PASSAGE TO READ
========

- Born: November 3, 1753 Bucks County, Pennsylvania
- Died: December 13, 1799 (aged 46) Philadelphia, Pennsylvania
- Occupation: Physician
- Parent(s): Edward Duffield and Catherine (Parry) Duffield

= Benjamin Duffield (physician) =

American physician and co-founder of College of Physicians of Philadelphia

Benjamin Duffield (November 3, 1753 – December 13, 1799) was an American physician and one of the founding members of the College of Physicians of Philadelphia (1787).

==Formative years==
Born in Bucks County, Pennsylvania, on November 3, 1753, Benjamin Duffield was a son of clockmaker Edward Duffield and Catherine (Parry) Duffield. He studied medicine at the University of Pennsylvania, graduating in 1774. Immediately thereafter, he went to Edinburgh to complete his studies, and brought with him a letter of introduction to a local Lord, penned by his father's friend, Benjamin Franklin.

========

INSTRUCTIONS
1 - According to the Benjamin Duffield biography, who wrote the letter of introduction that Duffield carried to Edinburgh?
2 - Translate this sentence from the Benjamin Duffield biography into Spanish: "He studied medicine at the University of Pennsylvania, graduating in 1774."
The data that follow have no connection to the Benjamin Duffield biography.

========

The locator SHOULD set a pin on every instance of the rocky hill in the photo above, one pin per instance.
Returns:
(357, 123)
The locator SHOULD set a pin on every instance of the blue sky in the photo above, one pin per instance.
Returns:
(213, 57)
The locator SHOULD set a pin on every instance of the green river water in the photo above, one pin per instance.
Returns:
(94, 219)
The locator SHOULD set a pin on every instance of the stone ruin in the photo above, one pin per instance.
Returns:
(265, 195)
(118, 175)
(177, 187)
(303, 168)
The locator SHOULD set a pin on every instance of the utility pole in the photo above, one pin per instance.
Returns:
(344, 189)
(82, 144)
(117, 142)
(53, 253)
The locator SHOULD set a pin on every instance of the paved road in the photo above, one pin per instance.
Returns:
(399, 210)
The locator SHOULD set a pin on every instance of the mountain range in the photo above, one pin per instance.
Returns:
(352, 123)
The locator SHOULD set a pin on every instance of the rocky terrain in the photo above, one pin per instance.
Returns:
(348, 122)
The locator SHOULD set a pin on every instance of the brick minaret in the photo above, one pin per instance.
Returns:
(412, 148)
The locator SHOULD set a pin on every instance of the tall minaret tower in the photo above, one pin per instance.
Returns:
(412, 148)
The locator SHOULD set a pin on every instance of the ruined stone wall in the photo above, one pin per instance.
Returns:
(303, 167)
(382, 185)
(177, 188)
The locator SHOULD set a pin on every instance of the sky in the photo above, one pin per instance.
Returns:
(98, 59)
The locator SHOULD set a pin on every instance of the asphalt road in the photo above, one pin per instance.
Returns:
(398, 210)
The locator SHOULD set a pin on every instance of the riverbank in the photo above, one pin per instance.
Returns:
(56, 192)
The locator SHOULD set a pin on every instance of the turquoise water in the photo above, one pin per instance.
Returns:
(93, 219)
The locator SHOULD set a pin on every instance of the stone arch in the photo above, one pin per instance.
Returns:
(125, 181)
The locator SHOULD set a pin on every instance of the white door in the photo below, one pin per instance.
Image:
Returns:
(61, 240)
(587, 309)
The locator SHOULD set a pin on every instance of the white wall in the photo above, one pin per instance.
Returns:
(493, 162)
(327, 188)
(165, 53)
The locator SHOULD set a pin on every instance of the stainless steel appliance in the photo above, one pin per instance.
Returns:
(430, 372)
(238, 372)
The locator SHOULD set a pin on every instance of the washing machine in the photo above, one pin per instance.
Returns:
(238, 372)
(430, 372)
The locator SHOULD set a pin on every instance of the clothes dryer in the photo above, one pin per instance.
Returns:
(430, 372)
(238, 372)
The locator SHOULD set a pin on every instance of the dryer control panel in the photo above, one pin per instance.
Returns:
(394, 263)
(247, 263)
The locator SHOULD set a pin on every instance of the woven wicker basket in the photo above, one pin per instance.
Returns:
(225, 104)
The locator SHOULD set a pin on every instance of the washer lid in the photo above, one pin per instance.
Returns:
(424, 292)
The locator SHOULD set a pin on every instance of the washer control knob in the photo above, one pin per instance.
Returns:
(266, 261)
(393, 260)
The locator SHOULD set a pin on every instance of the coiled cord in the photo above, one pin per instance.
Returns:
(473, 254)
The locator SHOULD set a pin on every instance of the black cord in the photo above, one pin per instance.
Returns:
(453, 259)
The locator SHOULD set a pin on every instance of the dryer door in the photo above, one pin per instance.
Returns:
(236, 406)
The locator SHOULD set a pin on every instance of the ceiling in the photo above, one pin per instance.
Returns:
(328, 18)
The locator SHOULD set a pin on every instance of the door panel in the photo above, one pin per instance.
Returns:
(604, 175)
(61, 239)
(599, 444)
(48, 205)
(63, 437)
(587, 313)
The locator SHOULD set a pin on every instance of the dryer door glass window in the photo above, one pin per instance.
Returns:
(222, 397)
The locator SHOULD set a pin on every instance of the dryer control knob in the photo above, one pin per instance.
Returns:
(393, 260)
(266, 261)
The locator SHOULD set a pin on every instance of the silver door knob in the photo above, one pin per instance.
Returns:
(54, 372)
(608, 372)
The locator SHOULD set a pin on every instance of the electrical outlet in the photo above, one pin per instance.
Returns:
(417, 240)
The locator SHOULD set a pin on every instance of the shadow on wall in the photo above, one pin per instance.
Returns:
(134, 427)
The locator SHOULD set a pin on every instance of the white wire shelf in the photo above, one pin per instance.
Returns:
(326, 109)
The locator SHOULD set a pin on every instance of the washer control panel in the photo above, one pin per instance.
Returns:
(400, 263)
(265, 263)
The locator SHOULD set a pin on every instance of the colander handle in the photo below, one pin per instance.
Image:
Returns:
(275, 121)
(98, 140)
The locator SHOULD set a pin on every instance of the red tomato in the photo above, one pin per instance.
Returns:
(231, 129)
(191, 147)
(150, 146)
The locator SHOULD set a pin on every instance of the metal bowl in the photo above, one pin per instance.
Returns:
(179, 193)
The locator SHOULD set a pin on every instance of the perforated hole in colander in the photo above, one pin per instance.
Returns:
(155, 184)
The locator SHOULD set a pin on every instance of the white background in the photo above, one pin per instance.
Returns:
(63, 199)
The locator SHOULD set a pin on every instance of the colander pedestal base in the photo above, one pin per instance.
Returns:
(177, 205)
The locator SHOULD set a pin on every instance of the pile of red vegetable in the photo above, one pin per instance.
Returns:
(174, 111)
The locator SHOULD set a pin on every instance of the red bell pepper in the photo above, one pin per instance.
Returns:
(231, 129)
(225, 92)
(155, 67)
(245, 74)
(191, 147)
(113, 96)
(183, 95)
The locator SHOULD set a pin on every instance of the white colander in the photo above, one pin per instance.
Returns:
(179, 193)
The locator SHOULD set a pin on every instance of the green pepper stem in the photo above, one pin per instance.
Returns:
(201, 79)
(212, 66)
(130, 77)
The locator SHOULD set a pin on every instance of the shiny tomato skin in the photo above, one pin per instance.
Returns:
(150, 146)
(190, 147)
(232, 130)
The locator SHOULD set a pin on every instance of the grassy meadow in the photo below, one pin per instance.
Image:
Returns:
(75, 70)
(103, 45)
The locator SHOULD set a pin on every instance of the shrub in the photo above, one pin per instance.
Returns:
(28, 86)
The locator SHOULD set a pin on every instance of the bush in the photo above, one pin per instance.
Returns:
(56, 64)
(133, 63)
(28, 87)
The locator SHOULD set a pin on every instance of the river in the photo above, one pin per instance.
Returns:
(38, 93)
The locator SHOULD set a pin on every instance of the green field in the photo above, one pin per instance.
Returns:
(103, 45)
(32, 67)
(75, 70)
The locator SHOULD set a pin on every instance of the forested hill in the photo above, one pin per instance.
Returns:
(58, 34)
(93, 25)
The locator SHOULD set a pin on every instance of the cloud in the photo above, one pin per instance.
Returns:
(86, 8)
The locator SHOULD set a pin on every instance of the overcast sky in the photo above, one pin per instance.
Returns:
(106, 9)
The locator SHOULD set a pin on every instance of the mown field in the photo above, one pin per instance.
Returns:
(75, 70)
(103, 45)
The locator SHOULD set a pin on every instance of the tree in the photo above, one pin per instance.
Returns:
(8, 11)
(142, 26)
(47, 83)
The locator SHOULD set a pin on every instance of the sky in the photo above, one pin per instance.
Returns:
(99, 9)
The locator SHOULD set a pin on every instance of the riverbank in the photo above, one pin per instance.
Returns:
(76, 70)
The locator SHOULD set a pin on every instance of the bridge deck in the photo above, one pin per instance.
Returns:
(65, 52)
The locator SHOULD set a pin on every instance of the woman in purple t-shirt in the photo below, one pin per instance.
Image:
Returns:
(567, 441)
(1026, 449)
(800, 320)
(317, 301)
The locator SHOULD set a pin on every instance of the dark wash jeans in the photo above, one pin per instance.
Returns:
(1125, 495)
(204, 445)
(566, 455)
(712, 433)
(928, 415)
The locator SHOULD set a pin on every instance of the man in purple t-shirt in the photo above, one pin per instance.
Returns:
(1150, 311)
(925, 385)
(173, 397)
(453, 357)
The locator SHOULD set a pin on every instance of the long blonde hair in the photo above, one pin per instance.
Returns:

========

ANSWER SECTION
1 - Benjamin Franklin, a friend of his father, wrote it.

2 - Estudió medicina en la Universidad de Pensilvania y se graduó en 1774.